[Raw records]
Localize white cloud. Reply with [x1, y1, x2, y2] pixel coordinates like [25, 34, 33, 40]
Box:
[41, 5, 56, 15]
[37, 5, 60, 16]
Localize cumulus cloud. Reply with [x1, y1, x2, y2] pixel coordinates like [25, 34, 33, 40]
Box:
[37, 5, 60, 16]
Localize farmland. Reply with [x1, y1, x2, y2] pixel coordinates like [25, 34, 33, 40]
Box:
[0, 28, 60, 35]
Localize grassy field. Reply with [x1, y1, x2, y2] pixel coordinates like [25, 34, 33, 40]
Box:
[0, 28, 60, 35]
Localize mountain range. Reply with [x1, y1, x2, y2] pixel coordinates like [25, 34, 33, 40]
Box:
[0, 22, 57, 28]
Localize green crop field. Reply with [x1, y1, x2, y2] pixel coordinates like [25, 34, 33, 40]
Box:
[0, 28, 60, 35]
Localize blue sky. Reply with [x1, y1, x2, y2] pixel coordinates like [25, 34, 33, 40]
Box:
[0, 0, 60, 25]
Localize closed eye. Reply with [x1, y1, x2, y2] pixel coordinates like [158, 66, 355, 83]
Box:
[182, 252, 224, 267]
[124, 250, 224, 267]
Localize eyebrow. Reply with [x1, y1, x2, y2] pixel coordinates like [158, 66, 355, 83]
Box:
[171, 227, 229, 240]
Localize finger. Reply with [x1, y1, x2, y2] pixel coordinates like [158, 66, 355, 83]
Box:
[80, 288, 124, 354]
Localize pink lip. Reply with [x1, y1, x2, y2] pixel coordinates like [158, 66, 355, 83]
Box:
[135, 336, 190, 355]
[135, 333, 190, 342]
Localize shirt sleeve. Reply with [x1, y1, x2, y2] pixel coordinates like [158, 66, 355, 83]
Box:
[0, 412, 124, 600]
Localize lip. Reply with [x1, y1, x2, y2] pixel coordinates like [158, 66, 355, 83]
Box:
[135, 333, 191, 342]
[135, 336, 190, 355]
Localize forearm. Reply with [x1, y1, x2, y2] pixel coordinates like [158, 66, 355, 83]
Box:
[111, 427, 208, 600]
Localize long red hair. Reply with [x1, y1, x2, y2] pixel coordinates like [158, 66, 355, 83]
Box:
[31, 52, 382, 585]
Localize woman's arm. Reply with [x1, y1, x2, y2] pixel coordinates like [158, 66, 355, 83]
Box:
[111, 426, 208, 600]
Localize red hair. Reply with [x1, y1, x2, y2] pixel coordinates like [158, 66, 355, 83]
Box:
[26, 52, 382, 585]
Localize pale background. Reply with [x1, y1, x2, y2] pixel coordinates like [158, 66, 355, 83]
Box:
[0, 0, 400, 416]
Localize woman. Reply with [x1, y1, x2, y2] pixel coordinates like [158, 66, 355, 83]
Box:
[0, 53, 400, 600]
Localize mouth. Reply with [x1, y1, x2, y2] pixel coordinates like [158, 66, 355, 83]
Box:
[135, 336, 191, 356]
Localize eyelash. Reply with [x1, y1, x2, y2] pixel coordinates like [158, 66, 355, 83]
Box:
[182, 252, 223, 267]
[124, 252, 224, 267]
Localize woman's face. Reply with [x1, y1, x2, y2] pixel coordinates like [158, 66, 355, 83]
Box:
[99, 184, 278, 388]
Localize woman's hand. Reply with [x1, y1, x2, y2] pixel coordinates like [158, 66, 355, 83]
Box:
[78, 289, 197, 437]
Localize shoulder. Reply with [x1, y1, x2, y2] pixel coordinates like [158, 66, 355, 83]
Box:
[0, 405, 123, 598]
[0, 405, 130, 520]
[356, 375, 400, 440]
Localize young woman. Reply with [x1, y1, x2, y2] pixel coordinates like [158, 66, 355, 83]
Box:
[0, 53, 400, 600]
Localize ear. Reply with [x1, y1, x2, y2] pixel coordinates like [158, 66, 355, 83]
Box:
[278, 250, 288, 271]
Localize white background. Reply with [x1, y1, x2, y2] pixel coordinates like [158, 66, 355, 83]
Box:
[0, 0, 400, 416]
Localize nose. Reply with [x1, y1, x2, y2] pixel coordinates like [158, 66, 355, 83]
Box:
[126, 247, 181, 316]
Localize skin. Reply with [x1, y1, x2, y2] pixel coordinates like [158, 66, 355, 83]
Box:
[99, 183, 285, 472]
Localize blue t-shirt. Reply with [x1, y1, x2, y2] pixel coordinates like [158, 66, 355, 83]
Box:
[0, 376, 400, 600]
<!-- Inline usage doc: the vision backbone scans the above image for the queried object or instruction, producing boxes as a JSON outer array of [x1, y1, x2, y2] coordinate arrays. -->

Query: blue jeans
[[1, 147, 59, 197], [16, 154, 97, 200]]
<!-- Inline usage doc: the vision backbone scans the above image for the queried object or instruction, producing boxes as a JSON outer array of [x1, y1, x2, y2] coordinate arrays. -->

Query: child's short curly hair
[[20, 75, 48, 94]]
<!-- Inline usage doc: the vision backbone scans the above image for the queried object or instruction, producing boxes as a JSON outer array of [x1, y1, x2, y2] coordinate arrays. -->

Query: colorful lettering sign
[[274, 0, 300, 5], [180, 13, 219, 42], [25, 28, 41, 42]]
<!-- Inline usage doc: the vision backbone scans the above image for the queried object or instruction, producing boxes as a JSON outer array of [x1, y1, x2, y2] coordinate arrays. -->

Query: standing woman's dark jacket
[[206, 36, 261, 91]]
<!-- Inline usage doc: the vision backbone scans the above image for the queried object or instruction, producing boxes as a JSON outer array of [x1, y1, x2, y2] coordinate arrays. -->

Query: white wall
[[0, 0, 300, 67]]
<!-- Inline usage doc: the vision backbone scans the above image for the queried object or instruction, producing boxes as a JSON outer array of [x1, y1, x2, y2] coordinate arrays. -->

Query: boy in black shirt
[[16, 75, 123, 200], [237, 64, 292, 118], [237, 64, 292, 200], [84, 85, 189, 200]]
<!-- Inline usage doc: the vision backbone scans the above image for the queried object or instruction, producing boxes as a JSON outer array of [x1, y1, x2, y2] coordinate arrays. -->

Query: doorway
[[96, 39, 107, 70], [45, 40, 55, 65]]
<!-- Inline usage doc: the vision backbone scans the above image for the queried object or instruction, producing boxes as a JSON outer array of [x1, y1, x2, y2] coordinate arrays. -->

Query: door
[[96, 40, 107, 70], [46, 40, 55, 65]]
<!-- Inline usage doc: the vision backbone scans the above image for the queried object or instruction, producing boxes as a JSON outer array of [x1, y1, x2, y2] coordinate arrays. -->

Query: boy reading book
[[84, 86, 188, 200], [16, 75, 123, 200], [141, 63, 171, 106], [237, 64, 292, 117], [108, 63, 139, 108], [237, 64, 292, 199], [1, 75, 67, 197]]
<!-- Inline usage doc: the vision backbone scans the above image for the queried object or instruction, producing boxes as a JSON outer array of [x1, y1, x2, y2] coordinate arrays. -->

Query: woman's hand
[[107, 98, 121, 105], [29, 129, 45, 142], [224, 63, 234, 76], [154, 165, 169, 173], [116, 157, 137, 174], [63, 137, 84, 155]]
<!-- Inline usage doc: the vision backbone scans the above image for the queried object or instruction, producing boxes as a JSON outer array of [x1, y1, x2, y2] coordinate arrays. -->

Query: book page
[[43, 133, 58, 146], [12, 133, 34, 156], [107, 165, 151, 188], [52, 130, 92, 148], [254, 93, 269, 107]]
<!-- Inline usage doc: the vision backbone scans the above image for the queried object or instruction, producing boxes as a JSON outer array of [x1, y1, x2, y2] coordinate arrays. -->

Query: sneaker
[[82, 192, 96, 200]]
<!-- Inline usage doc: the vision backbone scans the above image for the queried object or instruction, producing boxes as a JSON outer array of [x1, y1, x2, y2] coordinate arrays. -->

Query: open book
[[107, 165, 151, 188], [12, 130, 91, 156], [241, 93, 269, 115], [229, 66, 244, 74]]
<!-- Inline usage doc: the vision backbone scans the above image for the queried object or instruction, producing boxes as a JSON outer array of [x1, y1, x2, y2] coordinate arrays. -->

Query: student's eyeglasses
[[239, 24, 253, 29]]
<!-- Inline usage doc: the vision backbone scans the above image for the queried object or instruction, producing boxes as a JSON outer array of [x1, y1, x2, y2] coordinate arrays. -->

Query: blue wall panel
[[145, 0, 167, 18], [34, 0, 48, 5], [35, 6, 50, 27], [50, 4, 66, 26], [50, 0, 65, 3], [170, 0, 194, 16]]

▸ SHORT EXERCISE: Which items start with the line containing "Localize eyebrow. Reply" and go on through the line containing "[111, 426, 208, 600]"? Copy those lines over exactly as they appear, both end lines included.

▸ RESPONSE TO THE EXERCISE:
Localize eyebrow. Reply with [x1, y1, x2, y2] pixel coordinates like [158, 66, 355, 83]
Box:
[171, 227, 229, 240]
Localize finger. Reply with [x1, y1, x2, y2] pixel coordinates like [158, 66, 355, 83]
Box:
[80, 288, 124, 354]
Localize pink lip. Reply with [x1, y1, x2, y2] pixel coordinates like [158, 66, 355, 83]
Box:
[135, 336, 190, 355]
[135, 333, 190, 342]
Localize shirt sleeve. Reply with [x1, y1, x2, y2] pixel coordinates like [158, 66, 355, 83]
Box:
[0, 412, 124, 600]
Localize lip. Reply with [x1, y1, x2, y2] pixel coordinates like [158, 66, 355, 83]
Box:
[135, 333, 191, 342]
[135, 336, 190, 355]
Localize forearm. Reply with [x1, y1, x2, y2] pixel coordinates like [158, 66, 355, 83]
Box:
[111, 427, 208, 600]
Localize long red hair. Reply with [x1, y1, x2, y2] pixel coordinates like [158, 66, 355, 83]
Box:
[31, 52, 382, 585]
Localize woman's arm. Reply with [x1, y1, x2, y2] pixel coordinates like [158, 66, 355, 83]
Box:
[111, 426, 208, 600]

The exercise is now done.